## start DOCUMENT

Four Downs: Football's Changing, The Best Names Big Board
I don't really hate the Super League as much as I hate the name of it. But I think I'd still take it over what we have now.
First Down: Different Football
ON RULES CHANGES, JUST IN GENERAL
Football’s going to look different in 2024.
Doesn’t matter what level you’re referring to and it doesn’t matter what old-looking football you’re initially harking back to when you say such a thing, but I don’t disagree with anybody saying that either.
Football, somehow, is going to look different again in another six to 10 years. If not it’s not drastic moves at one level, it’s alterations and quick fixes that’ll affect every division of the game.
NFL KICKOFFS
As long as the new model ends up being a fun alternative to the new bored-out way of doing kickoffs, then I’m totally for it. Not a fan of the NFL only being 5-toes down about the change and it’d be funny if the league could just commit to the new model full-stop instead of letting things go to a live ratings review before kickoffs in 2025 are decided on.
Seriously, it was cool with the XFL tried it out. I didn’t end up being an spring football diehard because of it, but it’s not hard to enjoy the different look. It actually gets the game going in a recognizable fashion, so why not? If football would’ve had this from the start, I think it would’ve saved the sport a lot of headaches over the years.
HIP-DROP TACKLES ARE 86’D IN NFL
Doesn’t make defensive players’ lives any easier, but nothing in the 2000s has been about bending the rules in favor of the defense.
THE SUPER LEAGUE
The Athletic broke the story on College Sports Tomorrow’s idea of an 80-team Super League that included permanent memberships and a relegation system while all players get paid directly for the sport.
The Group of 5 teams all get to swim in the league of promoted/relegated teams. The group or league or whatever for 2023 would’ve been determined because by 2022’s results; Toledo and Ohio would’ve been in the same league as Navy and Tulane from the American, North Texas from C-USA, Boise State and Fresno State from Mountain West, and Coastal Carolina, Troy, and UTSA from the Sun Belt. In this 2023-like scenario, SMU’s not an American team, it’s in the Southwest Conference with Texas and Oklahoma, which means the Tulane loss in the real-life AAC title game means nothing here. The champion of this tier islikely to take one of the top-8 seeds of a 16-team, which is actually pretty exciting to think about.

## end DOCUMENT
## start EXTRACTED MATERIAL

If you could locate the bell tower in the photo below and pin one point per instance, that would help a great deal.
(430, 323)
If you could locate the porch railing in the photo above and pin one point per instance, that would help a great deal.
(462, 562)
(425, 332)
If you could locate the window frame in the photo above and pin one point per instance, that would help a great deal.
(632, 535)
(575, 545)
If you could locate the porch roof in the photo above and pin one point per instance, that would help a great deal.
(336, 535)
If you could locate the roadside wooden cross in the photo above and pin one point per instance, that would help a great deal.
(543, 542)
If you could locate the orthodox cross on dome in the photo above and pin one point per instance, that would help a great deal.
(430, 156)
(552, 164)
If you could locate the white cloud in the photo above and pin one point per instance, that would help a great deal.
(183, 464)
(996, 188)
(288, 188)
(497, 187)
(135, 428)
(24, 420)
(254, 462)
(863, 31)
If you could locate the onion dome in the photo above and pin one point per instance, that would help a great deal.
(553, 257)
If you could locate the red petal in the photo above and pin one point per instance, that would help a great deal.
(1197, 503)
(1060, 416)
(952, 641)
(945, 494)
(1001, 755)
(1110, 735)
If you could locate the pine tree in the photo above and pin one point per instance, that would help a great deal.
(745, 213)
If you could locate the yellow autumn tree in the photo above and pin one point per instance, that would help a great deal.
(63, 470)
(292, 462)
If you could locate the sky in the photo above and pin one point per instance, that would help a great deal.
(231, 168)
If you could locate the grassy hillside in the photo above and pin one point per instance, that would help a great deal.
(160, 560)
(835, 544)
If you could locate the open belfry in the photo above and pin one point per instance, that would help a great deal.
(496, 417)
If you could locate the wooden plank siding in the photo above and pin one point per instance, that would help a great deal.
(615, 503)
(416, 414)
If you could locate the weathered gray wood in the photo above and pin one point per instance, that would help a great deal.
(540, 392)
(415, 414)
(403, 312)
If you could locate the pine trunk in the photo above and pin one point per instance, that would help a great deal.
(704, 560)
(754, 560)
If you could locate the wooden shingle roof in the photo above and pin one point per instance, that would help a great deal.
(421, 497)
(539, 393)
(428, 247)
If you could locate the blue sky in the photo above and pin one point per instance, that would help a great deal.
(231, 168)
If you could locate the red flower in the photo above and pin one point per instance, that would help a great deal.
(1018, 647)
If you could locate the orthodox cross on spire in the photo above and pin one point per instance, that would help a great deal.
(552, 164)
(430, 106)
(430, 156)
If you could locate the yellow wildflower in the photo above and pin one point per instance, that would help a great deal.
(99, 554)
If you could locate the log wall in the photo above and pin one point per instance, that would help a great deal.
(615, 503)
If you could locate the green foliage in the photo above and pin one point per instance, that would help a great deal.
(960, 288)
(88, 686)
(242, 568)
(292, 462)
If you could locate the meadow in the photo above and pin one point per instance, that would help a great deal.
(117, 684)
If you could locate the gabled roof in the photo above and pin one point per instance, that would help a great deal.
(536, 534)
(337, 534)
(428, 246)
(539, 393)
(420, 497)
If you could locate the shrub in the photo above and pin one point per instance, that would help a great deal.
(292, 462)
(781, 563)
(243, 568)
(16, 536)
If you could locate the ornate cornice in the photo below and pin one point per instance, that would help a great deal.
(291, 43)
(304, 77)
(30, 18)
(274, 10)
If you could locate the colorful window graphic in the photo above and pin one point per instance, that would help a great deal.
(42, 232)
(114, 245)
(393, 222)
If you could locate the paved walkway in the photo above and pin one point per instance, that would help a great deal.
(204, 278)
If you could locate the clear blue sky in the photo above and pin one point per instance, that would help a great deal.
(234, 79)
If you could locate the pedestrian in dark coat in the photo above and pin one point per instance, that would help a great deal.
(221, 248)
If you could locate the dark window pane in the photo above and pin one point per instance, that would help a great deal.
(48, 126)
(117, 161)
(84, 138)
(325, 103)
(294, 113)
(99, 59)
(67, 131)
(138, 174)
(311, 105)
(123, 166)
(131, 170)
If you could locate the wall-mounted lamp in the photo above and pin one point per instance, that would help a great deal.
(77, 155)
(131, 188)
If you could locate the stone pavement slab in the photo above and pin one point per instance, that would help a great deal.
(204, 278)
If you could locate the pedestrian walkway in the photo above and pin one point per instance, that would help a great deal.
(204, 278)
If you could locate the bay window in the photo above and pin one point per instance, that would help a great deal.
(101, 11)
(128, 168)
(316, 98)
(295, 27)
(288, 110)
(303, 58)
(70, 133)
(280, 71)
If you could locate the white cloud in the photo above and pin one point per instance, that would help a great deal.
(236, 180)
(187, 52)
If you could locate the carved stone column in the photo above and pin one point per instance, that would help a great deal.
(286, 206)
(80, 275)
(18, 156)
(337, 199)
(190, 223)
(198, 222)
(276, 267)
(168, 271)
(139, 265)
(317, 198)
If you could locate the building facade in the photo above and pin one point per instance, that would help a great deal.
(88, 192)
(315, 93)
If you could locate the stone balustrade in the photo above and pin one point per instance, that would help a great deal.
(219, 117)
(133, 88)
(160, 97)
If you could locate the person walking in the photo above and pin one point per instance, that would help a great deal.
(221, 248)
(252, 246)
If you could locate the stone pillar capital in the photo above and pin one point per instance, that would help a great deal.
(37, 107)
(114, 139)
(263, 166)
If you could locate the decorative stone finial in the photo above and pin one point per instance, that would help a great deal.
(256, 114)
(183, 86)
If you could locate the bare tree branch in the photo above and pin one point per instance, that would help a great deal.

## end EXTRACTED MATERIAL

LIST OF TASKS:
- A) Write out the football column between "Four Downs: Football's" and "of the game.", inclusive.
- B) Please repeat the lines of the records from the one containing "If you could locate the decorative" through the last line of the records, inclusive.
The football column and the records are unrelated material.

RESPONSES PER TASK:
- A)
Four Downs: Football's Changing, The Best Names Big Board
I don't really hate the Super League as much as I hate the name of it. But I think I'd still take it over what we have now.
First Down: Different Football
ON RULES CHANGES, JUST IN GENERAL
Football’s going to look different in 2024.
Doesn’t matter what level you’re referring to and it doesn’t matter what old-looking football you’re initially harking back to when you say such a thing, but I don’t disagree with anybody saying that either.
Football, somehow, is going to look different again in another six to 10 years. If not it’s not drastic moves at one level, it’s alterations and quick fixes that’ll affect every division of the game.

- B)
If you could locate the decorative stone finial in the photo above and pin one point per instance, that would help a great deal.
(256, 114)
(183, 86)
If you could locate the bare tree branch in the photo above and pin one point per instance, that would help a great deal.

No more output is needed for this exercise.